Document section:
14 recommended studio monitor speakers
19th Jan 2010 | 16:12
KRK Systems Rokit 5 G2
Whatever your budget or mixing room size, you need to find a set of monitors you can trust. Here, in ascending price (per pair) order, are MusicRadar’s choice picks of the current crop.
We’ll start with the KRK Rokit 5s, the smallest monitors in the G2 line, with 6-inch and 8-inch models available as well. We found them pretty easy to position, and they work well on a desk, but they’re at their best on stands, naturally.
The stereo image is good and the top end is detailed. There’s a nice soft dip in the upper mid-range and slightly forward bass (which makes the monitors more exciting to use), with a pleasing tonality that doesn’t fatigue.
The bass is surprisingly deep and solid, making the Rokit 5s good for dance, rock, hip-hop and other ‘punchy’ styles, but lighter material is handled well, too. When mixing, subtleties such as the articulation of the bass guitar come across fine, and it’s easy to appreciate the results of tweaking effects.
Pleasing and pretty consistent, with no nasty surprises in the bass end, these are great little monitors for the price.

Records in a dataset:
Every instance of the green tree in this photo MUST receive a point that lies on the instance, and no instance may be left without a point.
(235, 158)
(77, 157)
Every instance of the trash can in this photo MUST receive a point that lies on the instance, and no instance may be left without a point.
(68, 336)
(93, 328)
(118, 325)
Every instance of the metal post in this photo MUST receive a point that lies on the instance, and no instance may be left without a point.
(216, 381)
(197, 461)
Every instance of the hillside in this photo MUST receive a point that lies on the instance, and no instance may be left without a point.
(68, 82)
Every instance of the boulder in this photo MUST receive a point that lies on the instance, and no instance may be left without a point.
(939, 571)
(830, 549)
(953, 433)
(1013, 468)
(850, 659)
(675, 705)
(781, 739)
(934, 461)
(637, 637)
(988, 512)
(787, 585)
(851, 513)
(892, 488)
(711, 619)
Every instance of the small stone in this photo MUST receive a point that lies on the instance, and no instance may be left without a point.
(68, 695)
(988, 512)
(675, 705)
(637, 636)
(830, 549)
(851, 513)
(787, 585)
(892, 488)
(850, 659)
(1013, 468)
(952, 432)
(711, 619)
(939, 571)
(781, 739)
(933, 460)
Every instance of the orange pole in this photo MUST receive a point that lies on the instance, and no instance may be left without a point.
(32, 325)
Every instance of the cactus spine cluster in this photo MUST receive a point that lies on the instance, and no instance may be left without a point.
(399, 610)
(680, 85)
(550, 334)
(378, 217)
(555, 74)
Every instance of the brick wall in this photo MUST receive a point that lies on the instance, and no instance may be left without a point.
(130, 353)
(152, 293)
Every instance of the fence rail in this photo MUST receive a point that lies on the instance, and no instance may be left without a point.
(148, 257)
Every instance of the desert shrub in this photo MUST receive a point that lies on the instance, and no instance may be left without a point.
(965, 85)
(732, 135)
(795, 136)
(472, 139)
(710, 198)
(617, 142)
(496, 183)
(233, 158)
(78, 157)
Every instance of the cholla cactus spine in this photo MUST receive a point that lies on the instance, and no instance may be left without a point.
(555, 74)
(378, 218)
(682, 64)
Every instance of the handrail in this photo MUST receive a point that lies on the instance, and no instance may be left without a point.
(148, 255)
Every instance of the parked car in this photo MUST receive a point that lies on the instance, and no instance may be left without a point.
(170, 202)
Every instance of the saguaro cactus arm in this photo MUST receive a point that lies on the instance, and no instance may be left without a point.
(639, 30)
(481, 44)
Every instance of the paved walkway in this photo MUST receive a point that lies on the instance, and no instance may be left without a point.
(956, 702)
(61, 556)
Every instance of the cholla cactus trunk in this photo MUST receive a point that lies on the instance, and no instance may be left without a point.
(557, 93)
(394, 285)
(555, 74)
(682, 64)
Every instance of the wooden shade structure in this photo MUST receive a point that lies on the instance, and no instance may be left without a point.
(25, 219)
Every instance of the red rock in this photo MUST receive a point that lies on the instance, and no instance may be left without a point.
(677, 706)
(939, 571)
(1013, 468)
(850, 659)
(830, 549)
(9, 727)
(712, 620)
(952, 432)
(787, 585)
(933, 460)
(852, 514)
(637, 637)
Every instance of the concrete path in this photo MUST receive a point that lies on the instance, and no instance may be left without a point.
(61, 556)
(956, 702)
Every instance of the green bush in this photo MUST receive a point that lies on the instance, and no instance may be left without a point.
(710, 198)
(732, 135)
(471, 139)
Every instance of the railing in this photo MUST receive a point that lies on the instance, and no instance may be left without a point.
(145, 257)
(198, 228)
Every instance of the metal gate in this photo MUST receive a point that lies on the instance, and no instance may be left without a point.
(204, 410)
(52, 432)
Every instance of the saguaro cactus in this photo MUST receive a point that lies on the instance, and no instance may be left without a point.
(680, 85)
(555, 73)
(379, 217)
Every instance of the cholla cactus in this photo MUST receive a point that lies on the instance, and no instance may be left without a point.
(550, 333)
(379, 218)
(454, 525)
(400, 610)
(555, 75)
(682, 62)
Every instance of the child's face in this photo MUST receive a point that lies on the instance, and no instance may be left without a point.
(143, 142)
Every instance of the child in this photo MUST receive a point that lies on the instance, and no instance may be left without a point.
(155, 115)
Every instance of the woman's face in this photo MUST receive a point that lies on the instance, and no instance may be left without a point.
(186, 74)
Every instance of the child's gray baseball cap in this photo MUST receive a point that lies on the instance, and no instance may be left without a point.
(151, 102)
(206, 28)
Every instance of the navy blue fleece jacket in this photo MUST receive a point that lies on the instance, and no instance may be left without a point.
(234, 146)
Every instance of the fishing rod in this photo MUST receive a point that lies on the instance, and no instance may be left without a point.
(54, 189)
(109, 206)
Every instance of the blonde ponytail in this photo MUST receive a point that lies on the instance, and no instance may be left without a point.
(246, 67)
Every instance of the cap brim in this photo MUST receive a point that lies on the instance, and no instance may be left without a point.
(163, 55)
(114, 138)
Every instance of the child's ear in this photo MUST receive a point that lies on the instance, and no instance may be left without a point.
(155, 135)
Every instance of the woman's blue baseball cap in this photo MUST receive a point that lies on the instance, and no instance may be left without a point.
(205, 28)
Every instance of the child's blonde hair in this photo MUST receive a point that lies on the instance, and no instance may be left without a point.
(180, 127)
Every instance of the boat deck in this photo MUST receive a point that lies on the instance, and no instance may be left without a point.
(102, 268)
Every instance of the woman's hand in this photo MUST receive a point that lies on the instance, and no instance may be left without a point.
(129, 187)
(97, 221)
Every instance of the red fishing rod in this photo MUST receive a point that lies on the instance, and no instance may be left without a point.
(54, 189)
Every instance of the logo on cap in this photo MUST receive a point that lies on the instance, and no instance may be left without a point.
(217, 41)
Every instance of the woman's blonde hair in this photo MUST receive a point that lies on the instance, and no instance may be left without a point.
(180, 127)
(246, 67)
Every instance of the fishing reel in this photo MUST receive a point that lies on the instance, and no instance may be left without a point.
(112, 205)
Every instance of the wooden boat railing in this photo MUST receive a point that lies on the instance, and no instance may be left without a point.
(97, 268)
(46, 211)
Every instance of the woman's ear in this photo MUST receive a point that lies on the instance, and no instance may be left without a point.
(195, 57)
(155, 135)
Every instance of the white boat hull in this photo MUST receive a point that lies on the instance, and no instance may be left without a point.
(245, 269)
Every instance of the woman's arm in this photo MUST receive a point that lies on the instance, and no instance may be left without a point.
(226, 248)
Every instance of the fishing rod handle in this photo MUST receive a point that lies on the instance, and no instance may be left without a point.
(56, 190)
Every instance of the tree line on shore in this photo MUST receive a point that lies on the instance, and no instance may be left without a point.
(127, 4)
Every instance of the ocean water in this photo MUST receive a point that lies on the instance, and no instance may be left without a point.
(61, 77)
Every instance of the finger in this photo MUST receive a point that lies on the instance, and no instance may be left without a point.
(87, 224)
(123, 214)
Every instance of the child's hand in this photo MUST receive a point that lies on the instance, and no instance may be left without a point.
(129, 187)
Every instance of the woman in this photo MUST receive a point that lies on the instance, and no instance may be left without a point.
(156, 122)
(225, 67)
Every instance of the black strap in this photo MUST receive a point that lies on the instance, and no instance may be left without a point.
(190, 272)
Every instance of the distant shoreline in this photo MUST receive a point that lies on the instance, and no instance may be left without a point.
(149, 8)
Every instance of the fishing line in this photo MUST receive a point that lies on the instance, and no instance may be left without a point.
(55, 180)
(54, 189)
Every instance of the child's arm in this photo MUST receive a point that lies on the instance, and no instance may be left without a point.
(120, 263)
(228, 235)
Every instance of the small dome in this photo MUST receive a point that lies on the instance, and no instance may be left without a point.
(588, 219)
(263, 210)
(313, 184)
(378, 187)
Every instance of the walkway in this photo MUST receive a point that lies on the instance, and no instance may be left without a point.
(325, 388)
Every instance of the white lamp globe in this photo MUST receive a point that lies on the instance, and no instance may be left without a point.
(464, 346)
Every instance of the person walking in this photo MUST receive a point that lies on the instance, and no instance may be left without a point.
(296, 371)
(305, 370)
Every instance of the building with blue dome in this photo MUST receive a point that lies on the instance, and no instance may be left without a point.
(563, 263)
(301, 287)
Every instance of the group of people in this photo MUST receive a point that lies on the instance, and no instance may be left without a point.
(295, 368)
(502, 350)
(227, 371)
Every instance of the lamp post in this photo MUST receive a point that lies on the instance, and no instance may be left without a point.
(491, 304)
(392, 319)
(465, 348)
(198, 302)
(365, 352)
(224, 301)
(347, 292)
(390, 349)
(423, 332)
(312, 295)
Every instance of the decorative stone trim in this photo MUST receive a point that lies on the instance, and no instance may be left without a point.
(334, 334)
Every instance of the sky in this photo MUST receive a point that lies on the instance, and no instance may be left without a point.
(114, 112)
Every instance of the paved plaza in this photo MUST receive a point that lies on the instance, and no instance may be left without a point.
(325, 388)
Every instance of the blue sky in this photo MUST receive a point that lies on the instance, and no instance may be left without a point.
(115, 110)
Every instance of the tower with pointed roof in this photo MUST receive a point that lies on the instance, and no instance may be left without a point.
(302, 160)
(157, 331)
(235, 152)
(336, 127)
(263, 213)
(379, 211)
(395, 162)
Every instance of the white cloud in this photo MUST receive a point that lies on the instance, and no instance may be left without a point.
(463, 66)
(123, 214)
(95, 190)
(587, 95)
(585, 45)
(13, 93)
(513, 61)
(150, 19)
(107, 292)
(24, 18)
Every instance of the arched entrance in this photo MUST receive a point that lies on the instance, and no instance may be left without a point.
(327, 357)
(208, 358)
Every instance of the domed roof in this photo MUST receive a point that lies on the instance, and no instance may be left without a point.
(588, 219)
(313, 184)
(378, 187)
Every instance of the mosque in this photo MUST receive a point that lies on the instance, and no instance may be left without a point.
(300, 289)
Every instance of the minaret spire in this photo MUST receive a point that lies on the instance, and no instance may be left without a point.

To-do list:
1 – In the studio monitor review, what other model sizes does the G2 line offer besides the Rokit 5?
2 – Write out the studio monitor review from "The stereo image" to "for the price.".

Complete answers:
1 – 6-inch and 8-inch models.

2 –
The stereo image is good and the top end is detailed. There’s a nice soft dip in the upper mid-range and slightly forward bass (which makes the monitors more exciting to use), with a pleasing tonality that doesn’t fatigue.
The bass is surprisingly deep and solid, making the Rokit 5s good for dance, rock, hip-hop and other ‘punchy’ styles, but lighter material is handled well, too. When mixing, subtleties such as the articulation of the bass guitar come across fine, and it’s easy to appreciate the results of tweaking effects.
Pleasing and pretty consistent, with no nasty surprises in the bass end, these are great little monitors for the price.